▶ _Stored data entries_:

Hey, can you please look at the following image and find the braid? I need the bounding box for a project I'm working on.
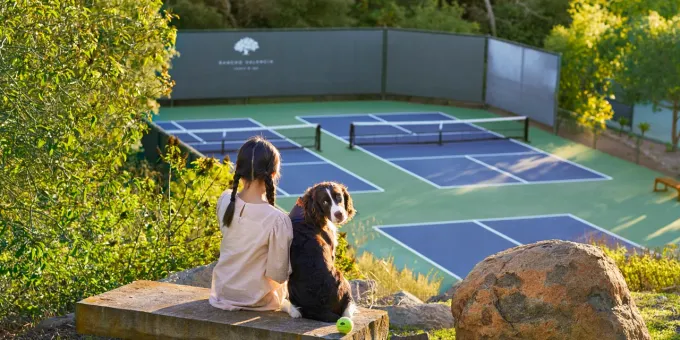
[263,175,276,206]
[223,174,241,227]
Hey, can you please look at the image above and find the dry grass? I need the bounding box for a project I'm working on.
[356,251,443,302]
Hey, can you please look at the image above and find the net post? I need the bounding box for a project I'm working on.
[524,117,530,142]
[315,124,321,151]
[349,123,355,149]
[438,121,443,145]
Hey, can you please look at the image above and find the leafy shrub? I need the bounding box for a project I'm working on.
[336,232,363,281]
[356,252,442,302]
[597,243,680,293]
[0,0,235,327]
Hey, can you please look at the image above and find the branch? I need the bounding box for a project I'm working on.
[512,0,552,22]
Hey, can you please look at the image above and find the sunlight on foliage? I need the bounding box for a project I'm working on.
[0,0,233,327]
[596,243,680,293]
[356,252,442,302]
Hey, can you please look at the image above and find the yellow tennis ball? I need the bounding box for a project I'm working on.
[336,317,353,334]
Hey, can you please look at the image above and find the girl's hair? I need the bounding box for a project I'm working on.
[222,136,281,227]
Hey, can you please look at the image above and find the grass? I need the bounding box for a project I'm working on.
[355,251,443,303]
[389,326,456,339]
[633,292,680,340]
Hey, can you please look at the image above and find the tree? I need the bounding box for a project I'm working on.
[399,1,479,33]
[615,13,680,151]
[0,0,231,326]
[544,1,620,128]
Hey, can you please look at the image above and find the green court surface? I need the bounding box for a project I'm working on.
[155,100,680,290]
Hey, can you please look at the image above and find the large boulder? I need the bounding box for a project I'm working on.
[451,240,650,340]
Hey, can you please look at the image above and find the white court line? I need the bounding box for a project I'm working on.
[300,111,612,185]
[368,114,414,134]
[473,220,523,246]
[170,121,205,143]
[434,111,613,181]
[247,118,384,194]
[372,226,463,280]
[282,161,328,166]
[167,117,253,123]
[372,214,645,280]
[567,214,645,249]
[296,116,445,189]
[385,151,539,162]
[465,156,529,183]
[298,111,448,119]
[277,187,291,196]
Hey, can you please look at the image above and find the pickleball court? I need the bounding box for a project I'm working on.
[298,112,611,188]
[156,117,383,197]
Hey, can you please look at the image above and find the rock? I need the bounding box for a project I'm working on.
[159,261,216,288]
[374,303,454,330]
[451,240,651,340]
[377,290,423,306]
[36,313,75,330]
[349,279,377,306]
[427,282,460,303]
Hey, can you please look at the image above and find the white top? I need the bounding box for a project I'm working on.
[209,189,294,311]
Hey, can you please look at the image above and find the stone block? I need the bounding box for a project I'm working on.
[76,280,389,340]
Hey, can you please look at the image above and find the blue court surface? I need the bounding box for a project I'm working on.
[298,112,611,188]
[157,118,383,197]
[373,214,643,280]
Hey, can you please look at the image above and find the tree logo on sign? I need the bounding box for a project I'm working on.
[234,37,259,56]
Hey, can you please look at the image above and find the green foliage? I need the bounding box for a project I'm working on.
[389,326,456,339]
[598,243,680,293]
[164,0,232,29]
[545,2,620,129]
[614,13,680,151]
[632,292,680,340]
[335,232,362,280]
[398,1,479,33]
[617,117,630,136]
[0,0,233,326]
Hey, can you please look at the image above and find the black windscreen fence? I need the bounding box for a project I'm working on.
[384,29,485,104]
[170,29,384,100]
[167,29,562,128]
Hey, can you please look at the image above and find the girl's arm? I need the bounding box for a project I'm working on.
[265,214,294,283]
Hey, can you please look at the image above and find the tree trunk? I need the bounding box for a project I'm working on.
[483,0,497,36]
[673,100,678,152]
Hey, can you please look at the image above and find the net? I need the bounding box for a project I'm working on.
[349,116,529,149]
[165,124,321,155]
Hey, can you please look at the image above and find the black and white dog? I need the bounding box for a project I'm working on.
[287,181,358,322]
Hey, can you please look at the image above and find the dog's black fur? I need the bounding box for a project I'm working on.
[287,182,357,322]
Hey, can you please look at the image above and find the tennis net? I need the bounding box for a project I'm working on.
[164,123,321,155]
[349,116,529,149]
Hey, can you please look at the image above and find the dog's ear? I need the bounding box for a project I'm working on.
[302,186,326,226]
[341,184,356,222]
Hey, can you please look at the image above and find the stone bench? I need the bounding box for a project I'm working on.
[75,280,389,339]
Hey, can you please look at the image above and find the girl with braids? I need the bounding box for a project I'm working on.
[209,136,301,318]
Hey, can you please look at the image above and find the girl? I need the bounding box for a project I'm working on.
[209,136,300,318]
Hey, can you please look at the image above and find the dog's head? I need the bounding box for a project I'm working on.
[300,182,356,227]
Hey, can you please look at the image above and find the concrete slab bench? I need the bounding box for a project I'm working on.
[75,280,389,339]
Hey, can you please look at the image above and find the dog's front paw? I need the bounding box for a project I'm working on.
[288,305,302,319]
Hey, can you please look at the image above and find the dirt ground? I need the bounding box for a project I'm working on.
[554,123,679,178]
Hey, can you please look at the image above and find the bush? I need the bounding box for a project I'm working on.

▶ _PROBLEM_: Exactly as they stand in the records above, print the lines from the one containing "the girl with" through the final line, inclusive.

▶ _OUTPUT_:
Hey, can you please look at the image above and find the girl with braids? I need the bounding box for a project I'm working on.
[209,136,301,318]
Hey, can you please look at the image above and find the girl? I need the bounding box for a project I'm working on.
[209,136,300,318]
Hey, can you please look at the image above and find the dog's head? I need the bounding box for a project I'm working on.
[300,182,356,227]
Hey, can you please look at the image above and find the concrete slab bench? I need the bounding box for a project I'm working on.
[75,280,389,339]
Hey, can you please look at the image above and find the dog's front paw? I need the bounding box for a project I'm working on.
[288,305,302,319]
Hey, can you please look at the image above and find the dirt ground? I need the bounding box for a project I'm working on.
[554,123,679,178]
Hey, can you please look at the image above and find the bush? I need the bounding box for a project I'm working on.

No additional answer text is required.